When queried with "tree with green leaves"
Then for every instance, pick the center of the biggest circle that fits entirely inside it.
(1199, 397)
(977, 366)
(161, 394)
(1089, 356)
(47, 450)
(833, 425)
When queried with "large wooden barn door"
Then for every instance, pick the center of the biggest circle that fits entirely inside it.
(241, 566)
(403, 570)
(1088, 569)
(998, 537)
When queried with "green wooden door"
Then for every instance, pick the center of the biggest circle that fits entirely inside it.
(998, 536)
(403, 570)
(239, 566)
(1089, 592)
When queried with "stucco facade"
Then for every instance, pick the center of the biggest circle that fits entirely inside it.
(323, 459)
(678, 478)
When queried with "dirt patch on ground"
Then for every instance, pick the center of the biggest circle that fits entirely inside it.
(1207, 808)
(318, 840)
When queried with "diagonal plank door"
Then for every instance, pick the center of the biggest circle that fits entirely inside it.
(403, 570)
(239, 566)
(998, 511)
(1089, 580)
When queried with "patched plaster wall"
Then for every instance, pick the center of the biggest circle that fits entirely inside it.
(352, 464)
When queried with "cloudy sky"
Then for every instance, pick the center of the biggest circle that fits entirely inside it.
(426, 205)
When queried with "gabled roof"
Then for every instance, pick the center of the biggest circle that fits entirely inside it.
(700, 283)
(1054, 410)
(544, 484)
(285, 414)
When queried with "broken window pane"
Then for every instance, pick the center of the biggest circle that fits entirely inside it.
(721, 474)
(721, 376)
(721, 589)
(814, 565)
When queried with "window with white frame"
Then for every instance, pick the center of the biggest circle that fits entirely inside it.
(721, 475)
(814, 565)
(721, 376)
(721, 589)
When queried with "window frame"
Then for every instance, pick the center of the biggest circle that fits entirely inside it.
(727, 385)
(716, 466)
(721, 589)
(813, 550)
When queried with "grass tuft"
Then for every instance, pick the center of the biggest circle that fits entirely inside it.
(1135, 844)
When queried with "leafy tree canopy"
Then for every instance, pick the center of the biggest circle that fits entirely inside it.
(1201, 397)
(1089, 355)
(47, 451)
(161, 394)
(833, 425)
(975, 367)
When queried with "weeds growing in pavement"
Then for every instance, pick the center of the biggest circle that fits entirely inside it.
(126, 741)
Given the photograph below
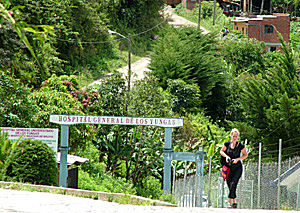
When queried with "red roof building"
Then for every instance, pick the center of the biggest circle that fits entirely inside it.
(264, 27)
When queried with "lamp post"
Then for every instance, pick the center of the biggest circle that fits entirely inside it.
(129, 47)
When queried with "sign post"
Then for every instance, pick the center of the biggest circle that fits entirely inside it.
(66, 120)
(63, 169)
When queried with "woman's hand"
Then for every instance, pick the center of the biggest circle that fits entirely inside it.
(234, 161)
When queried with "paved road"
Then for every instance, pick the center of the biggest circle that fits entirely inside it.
(140, 67)
(41, 202)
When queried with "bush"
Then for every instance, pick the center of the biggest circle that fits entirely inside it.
(150, 187)
(92, 176)
(32, 161)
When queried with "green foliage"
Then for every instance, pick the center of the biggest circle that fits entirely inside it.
(6, 147)
(221, 20)
(92, 176)
(150, 101)
(150, 187)
(16, 109)
(185, 97)
(187, 54)
(134, 17)
(32, 161)
(271, 101)
(199, 130)
(243, 55)
(56, 96)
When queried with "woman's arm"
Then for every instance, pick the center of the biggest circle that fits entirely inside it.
(222, 152)
(244, 156)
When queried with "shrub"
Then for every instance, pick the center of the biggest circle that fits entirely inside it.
(150, 187)
(32, 161)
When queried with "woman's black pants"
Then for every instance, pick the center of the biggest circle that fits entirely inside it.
(233, 179)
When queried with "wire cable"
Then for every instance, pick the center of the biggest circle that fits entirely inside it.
(103, 42)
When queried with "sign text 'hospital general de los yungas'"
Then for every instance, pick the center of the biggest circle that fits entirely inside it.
(78, 119)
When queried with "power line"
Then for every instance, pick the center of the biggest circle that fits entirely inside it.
(103, 42)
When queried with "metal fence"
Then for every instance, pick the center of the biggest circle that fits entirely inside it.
(258, 187)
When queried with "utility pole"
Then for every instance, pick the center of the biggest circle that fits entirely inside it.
(199, 15)
(214, 17)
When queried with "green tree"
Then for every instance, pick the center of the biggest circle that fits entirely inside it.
(56, 96)
(185, 53)
(131, 152)
(6, 147)
(243, 55)
(16, 109)
(32, 161)
(271, 103)
(185, 97)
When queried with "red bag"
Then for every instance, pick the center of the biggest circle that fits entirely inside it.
(225, 172)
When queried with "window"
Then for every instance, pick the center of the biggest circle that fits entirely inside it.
(268, 29)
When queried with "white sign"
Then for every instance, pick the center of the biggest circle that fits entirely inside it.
(48, 136)
(89, 119)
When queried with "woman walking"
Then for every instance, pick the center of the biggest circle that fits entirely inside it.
(231, 157)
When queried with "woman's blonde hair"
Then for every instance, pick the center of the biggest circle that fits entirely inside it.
(234, 130)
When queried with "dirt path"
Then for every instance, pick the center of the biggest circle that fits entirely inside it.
(140, 67)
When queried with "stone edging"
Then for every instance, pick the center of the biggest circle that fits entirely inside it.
(105, 196)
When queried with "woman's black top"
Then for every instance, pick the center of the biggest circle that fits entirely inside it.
(232, 153)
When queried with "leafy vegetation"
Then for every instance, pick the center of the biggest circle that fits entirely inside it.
(51, 50)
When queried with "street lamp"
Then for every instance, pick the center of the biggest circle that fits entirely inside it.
(129, 47)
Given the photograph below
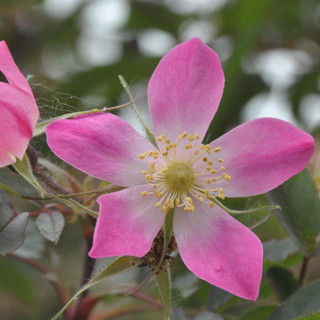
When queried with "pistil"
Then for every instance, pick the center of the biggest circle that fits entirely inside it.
(182, 171)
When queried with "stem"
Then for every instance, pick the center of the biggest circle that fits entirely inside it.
(49, 181)
(303, 270)
(87, 271)
(149, 133)
(61, 291)
(231, 211)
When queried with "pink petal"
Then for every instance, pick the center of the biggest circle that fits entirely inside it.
(261, 154)
(219, 249)
(5, 159)
(11, 71)
(101, 145)
(127, 223)
(19, 111)
(185, 90)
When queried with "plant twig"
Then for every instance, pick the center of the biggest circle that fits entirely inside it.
(303, 270)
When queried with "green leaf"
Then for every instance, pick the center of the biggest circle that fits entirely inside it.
(179, 314)
(50, 225)
(62, 177)
(217, 298)
(12, 226)
(164, 284)
(41, 126)
(117, 266)
(303, 302)
(15, 282)
(34, 243)
(300, 214)
(261, 313)
(13, 183)
(24, 168)
(13, 234)
(282, 281)
(278, 250)
(312, 316)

-- -- --

▶ _Work instructions_
When the string "window" occurs in a line of the material, that line belongs in the answer.

▶ _Task solution_
When queried with "broken window pane"
When queried with "window with white frame"
When queried with "window frame"
When queried with "window"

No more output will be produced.